What this task involves >> Reproduce the records below verbatim, including every line and coordinate, but omit the pictures.

Listing >>
— START —
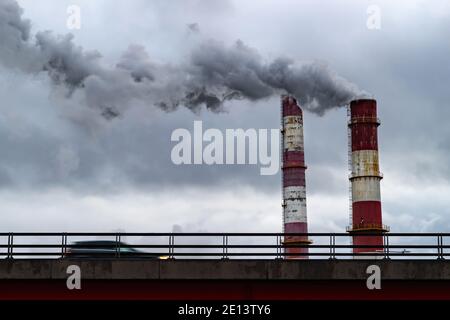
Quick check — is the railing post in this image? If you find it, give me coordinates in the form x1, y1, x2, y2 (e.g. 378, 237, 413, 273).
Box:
116, 233, 121, 258
169, 234, 175, 259
222, 234, 228, 260
437, 235, 444, 260
61, 232, 67, 258
384, 234, 390, 259
330, 234, 335, 259
6, 232, 14, 259
275, 235, 283, 260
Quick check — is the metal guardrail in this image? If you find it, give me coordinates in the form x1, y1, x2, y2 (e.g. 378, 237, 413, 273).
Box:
0, 232, 450, 259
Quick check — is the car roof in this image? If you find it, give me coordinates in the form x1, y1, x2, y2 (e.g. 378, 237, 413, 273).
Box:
74, 240, 125, 244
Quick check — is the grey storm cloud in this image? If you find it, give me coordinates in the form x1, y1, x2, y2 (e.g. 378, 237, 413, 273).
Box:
0, 0, 366, 118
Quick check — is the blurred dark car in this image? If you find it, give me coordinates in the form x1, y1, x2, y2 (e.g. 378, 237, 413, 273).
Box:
64, 240, 167, 259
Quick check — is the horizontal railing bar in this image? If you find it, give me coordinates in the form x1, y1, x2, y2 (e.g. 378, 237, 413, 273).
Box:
0, 252, 450, 259
0, 232, 450, 237
0, 244, 450, 250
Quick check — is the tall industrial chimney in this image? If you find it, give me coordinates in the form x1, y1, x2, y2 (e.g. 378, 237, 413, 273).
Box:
281, 95, 311, 258
347, 99, 389, 253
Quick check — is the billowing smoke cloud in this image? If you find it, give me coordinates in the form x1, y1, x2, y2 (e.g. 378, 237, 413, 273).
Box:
0, 0, 365, 119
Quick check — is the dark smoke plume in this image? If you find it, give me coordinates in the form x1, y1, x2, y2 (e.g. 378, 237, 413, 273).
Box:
0, 0, 365, 119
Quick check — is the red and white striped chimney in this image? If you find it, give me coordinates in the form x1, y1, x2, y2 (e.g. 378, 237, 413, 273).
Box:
281, 95, 311, 258
347, 99, 389, 253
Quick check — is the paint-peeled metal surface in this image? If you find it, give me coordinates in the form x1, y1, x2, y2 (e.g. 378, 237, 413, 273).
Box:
282, 96, 308, 259
284, 222, 308, 234
349, 99, 385, 253
283, 150, 306, 169
283, 116, 303, 151
352, 150, 380, 177
353, 201, 382, 225
283, 187, 306, 223
352, 177, 381, 202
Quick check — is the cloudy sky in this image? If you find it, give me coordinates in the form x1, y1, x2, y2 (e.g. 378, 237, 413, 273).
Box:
0, 0, 450, 236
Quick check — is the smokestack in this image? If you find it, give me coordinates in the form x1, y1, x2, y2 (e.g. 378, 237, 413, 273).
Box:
347, 99, 389, 253
281, 95, 311, 258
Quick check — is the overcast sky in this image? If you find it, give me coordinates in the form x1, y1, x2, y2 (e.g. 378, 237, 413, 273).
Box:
0, 0, 450, 232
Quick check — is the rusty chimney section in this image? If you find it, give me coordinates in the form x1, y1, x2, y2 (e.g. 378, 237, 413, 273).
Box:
281, 95, 311, 259
347, 99, 389, 255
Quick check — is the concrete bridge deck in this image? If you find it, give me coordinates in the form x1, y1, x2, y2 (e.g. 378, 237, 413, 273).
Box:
0, 259, 450, 301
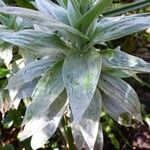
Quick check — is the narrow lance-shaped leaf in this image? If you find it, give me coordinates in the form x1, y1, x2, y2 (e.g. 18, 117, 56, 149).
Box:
98, 74, 142, 122
103, 0, 150, 16
6, 59, 56, 89
0, 30, 69, 55
102, 48, 150, 73
23, 62, 64, 124
79, 90, 102, 150
76, 0, 112, 33
102, 94, 132, 126
0, 7, 88, 39
20, 91, 68, 140
67, 0, 82, 26
36, 0, 70, 25
63, 50, 102, 122
31, 99, 66, 149
91, 14, 150, 44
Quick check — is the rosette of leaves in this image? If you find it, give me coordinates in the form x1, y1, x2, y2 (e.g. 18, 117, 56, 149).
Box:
0, 0, 150, 149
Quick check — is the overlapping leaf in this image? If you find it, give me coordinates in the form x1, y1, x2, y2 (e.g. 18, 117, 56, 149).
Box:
91, 14, 150, 43
67, 0, 82, 26
35, 0, 69, 25
79, 90, 102, 150
98, 74, 142, 122
102, 94, 132, 126
6, 59, 56, 89
102, 48, 150, 73
76, 0, 112, 33
20, 91, 68, 143
23, 62, 64, 124
0, 7, 87, 39
63, 51, 102, 122
0, 30, 69, 55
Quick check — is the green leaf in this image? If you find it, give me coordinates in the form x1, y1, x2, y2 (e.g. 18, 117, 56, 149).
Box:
76, 0, 94, 14
56, 0, 68, 8
91, 14, 150, 44
67, 0, 82, 26
103, 0, 150, 16
76, 0, 112, 33
79, 90, 102, 149
15, 0, 35, 9
14, 78, 39, 100
0, 29, 70, 55
31, 99, 66, 149
23, 62, 64, 125
0, 0, 7, 7
102, 48, 150, 73
20, 91, 68, 142
0, 7, 88, 39
35, 0, 70, 25
62, 50, 102, 122
0, 43, 13, 66
6, 59, 56, 89
102, 94, 132, 126
98, 74, 142, 122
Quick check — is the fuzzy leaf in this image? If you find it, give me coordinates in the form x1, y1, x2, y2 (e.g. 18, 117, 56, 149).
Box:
35, 0, 69, 25
0, 30, 69, 55
91, 14, 150, 44
14, 79, 39, 99
63, 50, 102, 122
76, 0, 112, 33
6, 59, 56, 89
103, 0, 150, 16
0, 43, 13, 66
20, 92, 68, 140
79, 90, 102, 150
102, 94, 132, 126
23, 62, 64, 124
0, 7, 88, 39
102, 48, 150, 73
98, 74, 142, 122
67, 0, 82, 26
31, 100, 66, 149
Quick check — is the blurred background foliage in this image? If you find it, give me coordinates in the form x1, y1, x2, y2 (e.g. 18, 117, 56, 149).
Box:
0, 0, 150, 150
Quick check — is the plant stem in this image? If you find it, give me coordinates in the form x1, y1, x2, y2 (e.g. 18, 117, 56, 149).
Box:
62, 116, 75, 150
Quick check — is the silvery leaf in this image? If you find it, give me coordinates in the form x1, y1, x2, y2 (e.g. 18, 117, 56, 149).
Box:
62, 50, 102, 122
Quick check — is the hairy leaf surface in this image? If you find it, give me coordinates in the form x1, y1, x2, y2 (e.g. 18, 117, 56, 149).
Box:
36, 0, 69, 25
91, 14, 150, 43
6, 59, 56, 89
23, 62, 64, 124
63, 51, 102, 122
98, 74, 142, 122
102, 48, 150, 73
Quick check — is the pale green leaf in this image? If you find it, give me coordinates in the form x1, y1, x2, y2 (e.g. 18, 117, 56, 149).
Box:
23, 62, 64, 124
103, 0, 150, 16
63, 50, 102, 122
67, 0, 82, 26
0, 0, 7, 7
102, 48, 150, 73
0, 29, 69, 55
98, 74, 142, 122
35, 0, 70, 25
0, 7, 88, 39
6, 58, 56, 89
91, 14, 150, 44
102, 94, 132, 126
20, 91, 68, 141
79, 90, 102, 150
31, 99, 66, 149
0, 43, 13, 66
76, 0, 112, 33
14, 78, 39, 99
— END —
Task solution >>
Quick check — is the railing post in this image? If you find it, give me coordinates in the form x1, y1, x2, y2 (e.g. 378, 237, 413, 273).
Box:
116, 233, 121, 258
169, 234, 175, 259
222, 234, 228, 260
437, 235, 444, 260
61, 232, 67, 258
384, 234, 390, 259
330, 234, 335, 259
6, 232, 14, 259
275, 235, 283, 260
Quick check — is the metal guardrail in this image? If you find it, give me coordinates in the form x1, y1, x2, y2 (e.g. 378, 237, 413, 273).
Box:
0, 232, 450, 259
Quick check — is the car roof in this image? If you find it, give me coordinates in the form x1, y1, x2, y2 (e.g. 378, 237, 413, 273).
Box:
74, 240, 125, 244
Quick check — is the grey storm cloud in this image? If you find it, give me coordinates in the form x1, y1, x2, y2 (e.g. 378, 237, 413, 273).
Box:
0, 0, 366, 118
Quick check — is the blurred dark car in this image? If you find it, give me coordinates in the form x1, y1, x2, y2 (e.g. 378, 237, 413, 273).
Box:
64, 240, 167, 259
Quick check — is the horizontal railing bar in this image? If you find it, give me coordinates in the form x1, y1, x2, y2 (e.g. 378, 237, 413, 273).
Box:
0, 252, 450, 259
0, 232, 450, 237
0, 244, 450, 250
Quick check — is the tall industrial chimney in this image? If you find it, give me coordinates in the form x1, y1, x2, y2 (e.g. 378, 237, 413, 273).
Box:
281, 95, 311, 258
347, 99, 389, 253
Quick check — is the billowing smoke cloud in this image? If you find it, give me coordinates in the form x1, y1, x2, y2 (e.g. 378, 237, 413, 273).
Box:
0, 0, 365, 119
Quick check — is the dark smoke plume in this image? If you find it, give me coordinates in the form x1, y1, x2, y2 (e.g. 378, 237, 413, 273).
Box:
0, 0, 365, 119
Quick check — is the red and white striped chimney in this image? If you find it, give me coordinates in the form x1, y1, x2, y2 (e.g. 378, 237, 413, 273).
Box:
281, 95, 311, 258
347, 99, 389, 253
Quick check — is the paint-peeled metal surface in this image? If you find it, give me coordinates in the form x1, y1, x2, y2 (e.g. 378, 237, 413, 273).
Box:
282, 96, 308, 259
284, 222, 308, 234
349, 99, 385, 253
283, 150, 306, 169
283, 116, 303, 151
352, 150, 380, 177
353, 201, 382, 225
283, 187, 306, 223
352, 177, 381, 202
Quick check — is the cloudy sky in this image? If you find it, give me coordinates in the form x1, y1, x2, y2 (e.g. 378, 237, 413, 273).
Box:
0, 0, 450, 236
Quick check — is the smokestack in this image? If you find it, give me coordinates in the form x1, y1, x2, y2 (e.g. 378, 237, 413, 273).
Box:
347, 99, 389, 253
281, 95, 311, 258
Quick check — is the overcast sky in this image? If you find it, give me coordinates in the form x1, y1, x2, y2 (e.g. 378, 237, 413, 273).
Box:
0, 0, 450, 232
Quick check — is the rusty chimney section in this image? If you find it, give me coordinates in the form x1, y1, x2, y2 (e.g. 378, 237, 413, 273).
Box:
281, 95, 311, 259
347, 99, 389, 255
Quick check — is the concrete bridge deck in this image? If you find it, give me coordinates in the form x1, y1, x2, y2 (e.g. 378, 237, 413, 273).
Box:
0, 259, 450, 301
Quick check — is the narrow lance-shaped leaf in this image? If you find it, give me coordinates in the form x1, y1, x2, y2 (e.g. 18, 117, 56, 149).
Box:
98, 74, 142, 122
103, 0, 150, 16
6, 59, 56, 89
0, 30, 69, 55
102, 48, 150, 73
23, 62, 64, 124
79, 90, 102, 150
76, 0, 112, 33
102, 94, 132, 126
0, 7, 88, 39
20, 91, 68, 140
67, 0, 82, 26
36, 0, 70, 25
63, 50, 102, 122
31, 99, 66, 149
91, 14, 150, 44
Quick check — is the rosette of leaves in this image? If you find it, give me coordinates in the form x1, y1, x2, y2 (e.g. 18, 117, 56, 149).
Box:
0, 0, 150, 149
Quick check — is the overlapping leaf in this image? If you find it, give me coordinates in the form x1, y1, x2, y2 (e.g. 18, 117, 56, 149).
Box:
91, 14, 150, 43
67, 0, 82, 26
35, 0, 69, 25
79, 90, 102, 150
98, 74, 142, 122
102, 94, 132, 126
6, 59, 56, 89
102, 48, 150, 73
76, 0, 112, 33
20, 91, 68, 143
23, 62, 64, 124
0, 7, 87, 39
63, 51, 102, 122
0, 30, 69, 55
Quick check — is the green leaf in this image? If you find it, give me coordinates in the form x1, y1, x2, y2 (e.g. 18, 117, 56, 149).
Box:
76, 0, 94, 14
56, 0, 68, 8
91, 14, 150, 44
67, 0, 82, 26
103, 0, 150, 16
76, 0, 112, 33
79, 90, 102, 149
15, 0, 35, 9
14, 78, 39, 100
0, 29, 70, 55
31, 99, 66, 149
23, 62, 64, 125
0, 0, 7, 7
102, 48, 150, 73
20, 91, 68, 142
0, 7, 88, 39
35, 0, 70, 25
62, 50, 102, 122
0, 43, 13, 66
6, 59, 56, 89
102, 94, 132, 126
98, 74, 142, 122
Quick check — is the fuzzy leaf in this image? If you find it, give me coordinates in the form x1, y1, x2, y2 (e.g. 18, 117, 56, 149).
Box:
35, 0, 69, 25
0, 30, 69, 55
91, 14, 150, 44
14, 79, 39, 99
63, 50, 102, 122
76, 0, 112, 33
6, 59, 56, 89
103, 0, 150, 16
0, 43, 13, 66
20, 92, 68, 140
79, 90, 102, 150
102, 94, 132, 126
23, 62, 64, 124
0, 7, 88, 39
102, 48, 150, 73
98, 74, 142, 122
67, 0, 82, 26
31, 100, 66, 149
Quick check — is the blurred background foliage in this image? If you find it, give me coordinates in the form x1, y1, x2, y2 (e.g. 18, 117, 56, 149).
Box:
0, 0, 150, 150
Quick check — is the plant stem in this image? If you find it, give me coordinates in the form x1, y1, x2, y2 (e.g. 18, 117, 56, 149).
Box:
62, 116, 75, 150
Quick check — is the silvery leaf in this image? If you find it, give me coordinates in the form x1, y1, x2, y2 (e.g. 18, 117, 56, 149).
Box:
62, 50, 102, 122
Quick check — is the hairy leaf surface in this image? If you find it, give me coordinates in the form x1, y1, x2, y2 (e.g. 18, 117, 56, 149).
Box:
36, 0, 69, 25
91, 14, 150, 43
6, 59, 56, 89
23, 62, 64, 124
63, 51, 102, 122
98, 74, 142, 122
102, 48, 150, 73
Quick check — is the pale green leaf in this image? If you find it, give me coordinates in the form x1, y1, x2, y2 (e.g. 18, 117, 56, 149).
Box:
23, 62, 64, 124
103, 0, 150, 16
63, 50, 102, 122
67, 0, 82, 26
0, 0, 7, 7
102, 48, 150, 73
0, 29, 69, 55
98, 74, 142, 122
35, 0, 70, 25
0, 7, 88, 39
6, 58, 56, 89
91, 14, 150, 44
102, 94, 132, 126
20, 91, 68, 141
79, 90, 102, 150
31, 99, 66, 149
0, 43, 13, 66
76, 0, 112, 33
14, 78, 39, 99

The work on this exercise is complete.